-- Opening Marker --
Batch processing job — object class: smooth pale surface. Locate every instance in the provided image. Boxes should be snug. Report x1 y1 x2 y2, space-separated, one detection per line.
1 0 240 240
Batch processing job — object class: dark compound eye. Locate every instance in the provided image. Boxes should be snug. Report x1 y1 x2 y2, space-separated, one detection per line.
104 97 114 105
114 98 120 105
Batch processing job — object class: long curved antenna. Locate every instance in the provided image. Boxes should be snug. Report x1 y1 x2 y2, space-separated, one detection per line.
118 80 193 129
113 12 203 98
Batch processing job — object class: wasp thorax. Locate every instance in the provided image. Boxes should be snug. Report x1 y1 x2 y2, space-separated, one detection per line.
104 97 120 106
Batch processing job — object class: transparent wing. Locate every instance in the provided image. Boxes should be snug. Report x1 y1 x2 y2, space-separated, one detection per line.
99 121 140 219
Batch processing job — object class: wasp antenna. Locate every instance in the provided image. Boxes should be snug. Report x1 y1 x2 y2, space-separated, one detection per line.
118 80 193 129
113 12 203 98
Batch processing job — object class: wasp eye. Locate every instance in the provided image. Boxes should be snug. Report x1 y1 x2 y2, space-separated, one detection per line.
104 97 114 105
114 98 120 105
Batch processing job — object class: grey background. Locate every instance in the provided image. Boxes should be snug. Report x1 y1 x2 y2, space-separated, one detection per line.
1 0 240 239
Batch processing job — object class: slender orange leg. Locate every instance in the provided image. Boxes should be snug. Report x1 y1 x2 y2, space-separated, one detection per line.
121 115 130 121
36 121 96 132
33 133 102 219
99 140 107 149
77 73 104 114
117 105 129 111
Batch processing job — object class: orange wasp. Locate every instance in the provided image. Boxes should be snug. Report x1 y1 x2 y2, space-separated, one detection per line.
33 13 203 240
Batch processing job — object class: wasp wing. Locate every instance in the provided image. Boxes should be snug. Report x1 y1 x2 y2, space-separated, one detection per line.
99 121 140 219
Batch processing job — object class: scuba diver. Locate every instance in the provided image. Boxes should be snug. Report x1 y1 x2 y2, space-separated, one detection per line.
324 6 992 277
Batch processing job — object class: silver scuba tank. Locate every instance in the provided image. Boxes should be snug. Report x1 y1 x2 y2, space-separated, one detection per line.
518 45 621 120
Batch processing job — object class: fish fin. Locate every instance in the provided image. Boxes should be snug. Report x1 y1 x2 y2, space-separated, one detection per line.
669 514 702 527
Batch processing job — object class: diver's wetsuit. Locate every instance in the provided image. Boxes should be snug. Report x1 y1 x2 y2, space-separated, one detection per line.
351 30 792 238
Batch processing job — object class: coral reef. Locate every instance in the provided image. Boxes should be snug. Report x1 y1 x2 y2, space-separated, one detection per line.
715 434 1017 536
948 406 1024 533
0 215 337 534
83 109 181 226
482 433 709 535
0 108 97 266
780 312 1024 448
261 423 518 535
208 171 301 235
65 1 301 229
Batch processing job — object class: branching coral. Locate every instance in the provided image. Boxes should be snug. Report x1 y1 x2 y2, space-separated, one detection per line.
-- Closing Marker --
Instructions to follow :: Every line of the data is to be retyped without alteration.

Output below ::
Batch processing job — object class: smooth pale surface. Locate every instance in the provided image. Boxes should be snug. Report x1 y1 x2 y2, space-separated, one detection per line.
1 0 240 240
Batch processing job — object class: dark compound eye. Locate every instance in the provided image. Boxes should be snug. Report x1 y1 x2 y2, space-separated, one detection per line.
104 97 114 105
114 98 120 105
Batch processing job — object class: long curved antenna. Locate every instance in the provided image. Boxes should be snug. Report x1 y1 x2 y2, space-separated, one detection per line.
118 80 193 129
113 12 203 98
Batch processing job — object class: wasp thorax. Locate every instance in the provided image. Boxes should be snug. Report x1 y1 x2 y2, space-separated, one detection per line.
104 97 120 106
Batch processing job — object class: transparent wing. Locate every instance in the provided image. Boxes should be snug. Report x1 y1 x2 y2, space-separated, one detection per line.
99 121 140 219
Batch processing job — object class: wasp antenna. Locate every instance in the provided image. Boxes should be snug. Report x1 y1 x2 y2, space-separated, one detection per line.
118 80 193 129
113 12 203 98
Batch processing job — object class: wasp eye. Locate every instance in the provided image. Boxes should be snug. Report x1 y1 x2 y2, space-separated, one detection per line.
104 97 114 105
114 98 120 105
Batch processing job — object class: grey background. Locate every instance in the provided image. Boxes should be snug. Report x1 y1 x2 y2, space-separated, one detection per line.
1 0 240 239
Batch processing job — object class: slender orange leg. Locate every instance in the provided image. Boxes should be snug. Report x1 y1 x2 y2, space-separated, one detection per line.
121 115 130 121
36 121 96 132
33 133 102 219
99 140 107 149
77 73 104 114
117 105 129 111
Batch processing job — object class: orange wasp. Locate every instance in the provided image. Boxes should be snug. Report x1 y1 x2 y2, space-separated, one detection per line.
33 13 203 240
Batch processing job — object class: wasp wing. Locate every instance in the provided image. Boxes should be snug. Report x1 y1 x2 y2, space-separated, one detection per line.
99 121 140 219
Batch processing job — object class: scuba diver. Locate every instance in the provided image. Boxes should be snug. Report x1 y1 x2 y2, space-separated, one detection per line.
324 6 992 277
Batch processing job — object class: silver scuba tank. Locate every instance in the provided image. Boxes should be snug. Report x1 y1 x2 y2, space-separated, one detection per line.
518 45 621 120
Batch processing job — object class: fish fin. Locate every instance in the provided image. Boxes should be snug. Report x1 y1 x2 y2, space-separated, one detection per line.
669 514 702 527
Batch processing job — object class: diver's wetsuit. Locate every instance in the provided image. Boxes should be snug. Report x1 y1 x2 y2, space-separated, one detection per line.
351 30 792 238
Batch processing job — object class: coral reef. Locate every instance in the provided image. Boxes should be snug. Report x1 y1 x2 y2, space-separated, one detection per line.
715 434 1017 536
948 406 1024 533
0 215 337 534
83 109 181 226
482 433 709 535
0 108 97 266
780 312 1024 448
261 423 518 535
208 171 301 235
65 1 301 229
Batch processing job — object class: branching coral. Locate every instance in the provided image. Boxes should be snug. Report x1 y1 x2 y2, space-separated, one detection per line.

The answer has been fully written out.